» **Goal of the exercise**
Print the lines of the listing starting with the line containing "Target: gazebo" and going on through the end of the listing, copying each line without change.

# Source material start

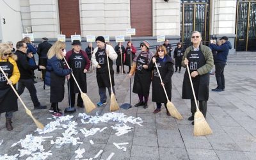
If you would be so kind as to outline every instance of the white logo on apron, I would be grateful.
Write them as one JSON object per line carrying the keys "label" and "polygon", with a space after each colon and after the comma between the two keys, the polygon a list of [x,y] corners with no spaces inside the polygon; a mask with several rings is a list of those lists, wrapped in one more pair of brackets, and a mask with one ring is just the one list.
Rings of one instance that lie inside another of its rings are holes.
{"label": "white logo on apron", "polygon": [[138,63],[137,65],[137,70],[141,70],[141,69],[142,69],[142,65],[140,63]]}
{"label": "white logo on apron", "polygon": [[[8,74],[6,74],[6,76],[8,77]],[[0,82],[6,81],[6,79],[5,78],[3,74],[0,74]]]}
{"label": "white logo on apron", "polygon": [[104,63],[104,58],[99,58],[99,63],[100,63],[100,65],[102,65]]}
{"label": "white logo on apron", "polygon": [[195,63],[191,61],[190,63],[190,70],[196,70],[197,68],[197,62],[195,61]]}
{"label": "white logo on apron", "polygon": [[76,68],[81,68],[81,61],[76,61],[75,62],[75,67]]}

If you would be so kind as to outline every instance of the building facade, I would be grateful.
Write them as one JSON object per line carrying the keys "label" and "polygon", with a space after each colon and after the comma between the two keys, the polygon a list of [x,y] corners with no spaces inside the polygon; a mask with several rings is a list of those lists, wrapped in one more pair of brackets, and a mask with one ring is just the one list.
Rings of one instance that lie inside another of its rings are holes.
{"label": "building facade", "polygon": [[26,31],[35,38],[115,36],[132,28],[136,36],[166,35],[185,45],[194,30],[205,42],[225,35],[237,51],[256,51],[254,0],[2,0],[0,6],[3,42],[17,42]]}

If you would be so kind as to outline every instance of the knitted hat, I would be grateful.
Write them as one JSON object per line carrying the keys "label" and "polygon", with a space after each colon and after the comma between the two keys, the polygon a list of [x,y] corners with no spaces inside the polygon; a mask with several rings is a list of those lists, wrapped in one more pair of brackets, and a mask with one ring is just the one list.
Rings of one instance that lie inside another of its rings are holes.
{"label": "knitted hat", "polygon": [[149,49],[149,47],[150,46],[150,44],[147,40],[144,40],[143,42],[141,42],[140,44],[145,45],[148,49]]}
{"label": "knitted hat", "polygon": [[103,43],[105,43],[105,38],[102,36],[99,36],[97,37],[95,42],[97,42],[97,40],[102,42]]}

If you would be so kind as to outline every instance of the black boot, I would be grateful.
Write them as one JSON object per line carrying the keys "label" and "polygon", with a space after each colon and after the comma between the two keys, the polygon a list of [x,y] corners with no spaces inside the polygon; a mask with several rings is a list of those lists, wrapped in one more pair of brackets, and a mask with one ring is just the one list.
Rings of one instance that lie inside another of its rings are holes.
{"label": "black boot", "polygon": [[13,127],[12,125],[12,118],[6,118],[5,127],[6,127],[8,131],[12,131],[13,129]]}
{"label": "black boot", "polygon": [[136,104],[134,105],[134,107],[138,108],[138,106],[143,106],[144,105],[144,102],[143,101],[140,101],[140,102],[137,103]]}

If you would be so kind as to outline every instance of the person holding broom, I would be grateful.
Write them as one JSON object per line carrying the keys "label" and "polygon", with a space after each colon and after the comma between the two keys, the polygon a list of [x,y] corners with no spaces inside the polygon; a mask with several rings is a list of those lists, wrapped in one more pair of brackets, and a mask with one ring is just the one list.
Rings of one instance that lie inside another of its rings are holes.
{"label": "person holding broom", "polygon": [[115,93],[113,61],[116,60],[117,54],[111,45],[105,44],[105,39],[103,36],[98,36],[95,41],[97,47],[93,50],[93,53],[92,56],[92,63],[95,67],[97,67],[96,78],[99,86],[99,93],[100,97],[100,102],[97,103],[97,106],[102,106],[107,103],[106,88],[108,88],[109,96],[111,94],[110,80],[108,78],[109,77],[109,74],[108,72],[107,58],[108,57],[112,89]]}
{"label": "person holding broom", "polygon": [[64,42],[57,41],[49,50],[46,66],[45,84],[51,86],[50,102],[53,109],[54,116],[61,116],[62,113],[59,109],[58,102],[64,98],[64,84],[66,76],[69,79],[72,69],[65,69],[63,61],[66,56],[66,45]]}
{"label": "person holding broom", "polygon": [[[74,76],[82,92],[87,93],[86,72],[89,70],[90,61],[87,54],[81,49],[81,44],[79,40],[74,40],[72,45],[73,49],[67,52],[65,58],[70,68],[72,69]],[[70,106],[74,108],[76,93],[79,93],[77,106],[80,108],[84,107],[81,93],[72,77],[70,79],[70,86],[68,86],[68,87],[70,87],[70,99],[71,102],[69,102]],[[68,110],[66,109],[66,111]],[[75,111],[75,109],[72,109],[72,111]]]}
{"label": "person holding broom", "polygon": [[[172,76],[174,71],[173,63],[173,60],[167,54],[165,47],[160,45],[148,65],[148,70],[153,70],[152,101],[156,102],[157,107],[154,111],[154,113],[157,113],[161,111],[162,103],[164,103],[166,109],[167,115],[171,115],[167,109],[166,104],[168,100],[163,86],[165,87],[168,99],[171,100]],[[163,83],[161,83],[156,65],[157,65],[160,76],[163,79]]]}
{"label": "person holding broom", "polygon": [[5,112],[5,127],[8,131],[13,129],[12,118],[13,112],[18,111],[17,97],[10,85],[16,84],[20,76],[15,61],[17,58],[12,49],[8,44],[0,44],[0,67],[4,72],[0,72],[0,114]]}
{"label": "person holding broom", "polygon": [[131,78],[135,72],[132,92],[137,93],[140,99],[140,102],[135,104],[134,107],[143,106],[144,109],[148,108],[147,102],[152,77],[152,72],[148,69],[148,65],[154,54],[149,51],[150,46],[150,44],[147,40],[140,43],[141,52],[133,60],[132,67],[129,73]]}
{"label": "person holding broom", "polygon": [[[186,49],[181,65],[184,67],[186,67],[188,65],[191,73],[188,75],[188,70],[186,70],[182,84],[182,99],[190,99],[192,115],[188,120],[193,121],[196,106],[189,76],[191,77],[195,96],[196,100],[199,100],[199,110],[205,118],[210,81],[209,72],[213,67],[213,56],[211,49],[201,44],[200,33],[196,31],[193,31],[191,40],[193,45]],[[192,122],[192,124],[194,125],[194,122]]]}

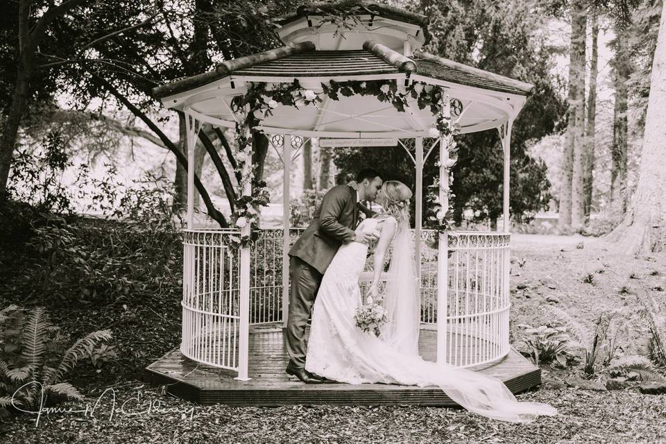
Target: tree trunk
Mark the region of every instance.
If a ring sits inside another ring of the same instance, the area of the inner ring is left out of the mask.
[[[328,189],[331,186],[331,148],[319,147],[319,190]]]
[[[666,15],[663,7],[652,62],[638,184],[631,207],[609,237],[619,251],[649,255],[666,250]]]
[[[582,187],[576,182],[574,187],[574,170],[577,160],[579,163],[577,181],[582,184],[582,164],[581,158],[582,142],[583,108],[584,105],[585,82],[585,10],[581,5],[574,2],[571,10],[571,37],[569,49],[569,110],[567,134],[563,151],[562,162],[562,185],[560,188],[559,220],[561,228],[567,228],[572,224],[572,216],[574,193],[580,193],[576,198],[581,197]],[[582,53],[582,57],[581,56]],[[581,83],[583,88],[581,87]],[[582,94],[582,98],[581,98]],[[577,204],[578,200],[577,200]],[[576,213],[577,216],[578,212]]]
[[[187,135],[185,128],[185,114],[178,113],[178,150],[187,157]],[[179,162],[176,162],[176,178],[173,180],[173,212],[186,210],[187,205],[187,170]]]
[[[574,76],[570,81],[575,83],[575,119],[569,121],[571,131],[571,144],[573,151],[571,176],[571,225],[578,229],[584,224],[583,189],[584,152],[585,152],[585,40],[587,17],[581,2],[575,2],[573,23],[572,24],[571,62],[574,65]],[[574,31],[575,30],[575,31]],[[570,85],[570,88],[572,86]]]
[[[303,189],[314,189],[312,181],[312,139],[303,145]]]
[[[592,212],[592,171],[595,169],[595,133],[597,119],[597,74],[599,72],[597,62],[599,51],[597,37],[599,36],[599,23],[597,11],[592,15],[592,61],[590,63],[590,90],[588,92],[588,124],[585,135],[585,158],[583,176],[583,189],[585,195],[583,202],[583,214],[585,222],[590,221],[590,213]]]
[[[612,62],[615,103],[613,118],[613,145],[610,147],[610,206],[613,212],[626,212],[626,110],[629,99],[629,53],[626,34],[616,28],[615,53]]]

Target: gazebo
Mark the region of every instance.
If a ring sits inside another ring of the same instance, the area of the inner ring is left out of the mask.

# Source material end

» **The solution**
Target: gazebo
Mark the region of every instance.
If a ring sits inside another ring of the same instance, the area of the inner ring is left out of the mask.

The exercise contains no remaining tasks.